▸ **What is required**
Render each line of the items below as a Markdown table with the columns "No." and "Line," numbering the rows and skipping blank lines. Leave the pictures out.

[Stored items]
- - -

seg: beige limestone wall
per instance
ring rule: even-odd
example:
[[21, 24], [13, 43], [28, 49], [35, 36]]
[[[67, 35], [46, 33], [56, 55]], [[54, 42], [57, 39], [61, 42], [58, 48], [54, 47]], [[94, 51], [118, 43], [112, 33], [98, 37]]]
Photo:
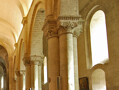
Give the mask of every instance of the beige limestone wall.
[[[86, 0], [85, 0], [86, 1]], [[107, 26], [107, 38], [108, 38], [108, 50], [109, 50], [109, 62], [104, 65], [96, 65], [91, 69], [87, 69], [87, 46], [86, 46], [86, 32], [83, 31], [78, 38], [78, 59], [79, 59], [79, 78], [88, 77], [89, 78], [89, 87], [92, 90], [91, 85], [91, 75], [96, 69], [102, 69], [106, 75], [106, 85], [107, 90], [119, 90], [119, 1], [118, 0], [87, 0], [81, 1], [80, 14], [83, 19], [86, 20], [89, 11], [95, 5], [101, 5], [101, 9], [105, 12], [106, 15], [106, 26]], [[89, 20], [89, 19], [87, 19]], [[86, 22], [84, 27], [86, 27]], [[89, 29], [86, 29], [89, 30]], [[89, 45], [90, 46], [90, 45]]]

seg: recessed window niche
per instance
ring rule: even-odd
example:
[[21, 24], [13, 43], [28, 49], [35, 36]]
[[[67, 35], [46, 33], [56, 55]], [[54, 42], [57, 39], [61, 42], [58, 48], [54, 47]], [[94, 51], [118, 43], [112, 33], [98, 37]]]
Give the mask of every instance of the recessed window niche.
[[107, 32], [105, 13], [98, 10], [94, 13], [90, 21], [90, 40], [92, 66], [103, 64], [109, 58], [107, 45]]

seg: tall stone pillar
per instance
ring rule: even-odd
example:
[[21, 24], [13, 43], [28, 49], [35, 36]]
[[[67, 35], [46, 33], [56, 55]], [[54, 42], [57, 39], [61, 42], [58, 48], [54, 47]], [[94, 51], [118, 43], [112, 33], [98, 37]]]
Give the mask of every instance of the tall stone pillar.
[[38, 65], [38, 90], [42, 90], [42, 64], [43, 64], [43, 60], [41, 62], [39, 62]]
[[77, 38], [82, 31], [82, 20], [76, 28], [74, 28], [73, 33], [73, 49], [74, 49], [74, 81], [75, 81], [75, 90], [79, 90], [79, 75], [78, 75], [78, 50], [77, 50]]
[[75, 90], [73, 32], [79, 17], [59, 17], [61, 90]]
[[30, 57], [27, 55], [27, 53], [24, 56], [24, 65], [26, 67], [26, 90], [29, 90], [31, 88], [31, 65], [30, 65]]
[[17, 75], [17, 90], [25, 90], [25, 81], [24, 81], [24, 77], [25, 77], [25, 71], [21, 70], [21, 71], [16, 71], [16, 75]]
[[[39, 63], [43, 62], [43, 56], [31, 56], [31, 88], [38, 90], [39, 88]], [[42, 83], [40, 83], [40, 86]]]
[[59, 38], [57, 22], [53, 16], [47, 16], [43, 27], [44, 34], [48, 38], [48, 83], [49, 90], [57, 90], [57, 77], [60, 75], [59, 63]]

- - -

▸ **Right answer**
| No. | Line |
|---|---|
| 1 | seg: beige limestone wall |
| 2 | per instance |
| 3 | ring rule: even-odd |
| 4 | example: |
| 5 | [[21, 24], [13, 43], [28, 49], [35, 36]] |
| 6 | [[[67, 35], [46, 33], [56, 55]], [[54, 42], [57, 39], [61, 42], [58, 48], [54, 47]], [[94, 51], [118, 43], [112, 33], [98, 37]]] |
| 7 | Photo: |
| 8 | Give the mask of every instance of the beige limestone wall. |
| 9 | [[[86, 0], [85, 0], [86, 1]], [[107, 26], [107, 38], [108, 38], [108, 50], [109, 50], [109, 62], [104, 65], [96, 65], [91, 69], [87, 69], [87, 46], [86, 46], [86, 32], [83, 31], [78, 38], [78, 59], [79, 59], [79, 78], [88, 77], [89, 78], [89, 87], [92, 90], [91, 85], [91, 75], [96, 69], [102, 69], [106, 75], [106, 85], [107, 90], [119, 90], [119, 1], [118, 0], [87, 0], [81, 1], [80, 14], [83, 19], [86, 20], [89, 11], [95, 5], [101, 5], [101, 9], [105, 12], [106, 15], [106, 26]], [[89, 20], [89, 19], [87, 19]], [[86, 22], [84, 27], [86, 27]], [[89, 29], [86, 29], [89, 30]], [[89, 45], [90, 46], [90, 45]]] |
| 10 | seg: recessed window niche |
| 11 | per instance |
| 12 | ring rule: even-odd |
| 13 | example: |
| 14 | [[21, 24], [13, 43], [28, 49], [35, 36]] |
| 15 | [[[67, 35], [46, 33], [56, 55]], [[54, 42], [57, 39], [61, 42], [58, 48], [54, 47]], [[94, 51], [118, 43], [112, 33], [98, 37]]] |
| 16 | Give the mask of every instance of the recessed window niche. |
| 17 | [[107, 32], [105, 13], [98, 10], [94, 13], [90, 21], [90, 40], [92, 66], [103, 64], [109, 58], [107, 45]] |
| 18 | seg: tall stone pillar |
| 19 | per instance |
| 20 | ring rule: even-odd |
| 21 | example: |
| 22 | [[21, 24], [13, 43], [28, 49], [35, 36]] |
| 23 | [[[67, 35], [46, 33], [56, 55]], [[54, 42], [57, 39], [61, 42], [58, 48], [54, 47]], [[94, 51], [118, 43], [112, 33], [98, 37]]] |
| 24 | Give the mask of every instance of the tall stone pillar. |
| 25 | [[38, 65], [38, 90], [42, 90], [42, 64], [43, 64], [43, 60], [41, 62], [39, 62]] |
| 26 | [[77, 38], [82, 31], [82, 20], [76, 28], [74, 28], [73, 33], [73, 49], [74, 49], [74, 81], [75, 81], [75, 90], [79, 90], [79, 75], [78, 75], [78, 50], [77, 50]] |
| 27 | [[75, 90], [73, 32], [79, 17], [59, 17], [61, 90]] |
| 28 | [[30, 57], [27, 55], [27, 53], [24, 56], [24, 65], [26, 67], [26, 90], [29, 90], [31, 88], [31, 65], [30, 65]] |
| 29 | [[17, 75], [17, 90], [25, 90], [25, 81], [24, 81], [24, 77], [25, 77], [25, 71], [21, 70], [21, 71], [16, 71], [16, 75]] |
| 30 | [[[39, 63], [43, 62], [43, 56], [31, 56], [31, 88], [38, 90], [39, 88]], [[42, 83], [40, 83], [40, 86]]] |
| 31 | [[59, 38], [57, 22], [53, 16], [47, 16], [43, 27], [44, 34], [48, 38], [48, 83], [49, 90], [57, 90], [57, 77], [60, 75], [59, 63]] |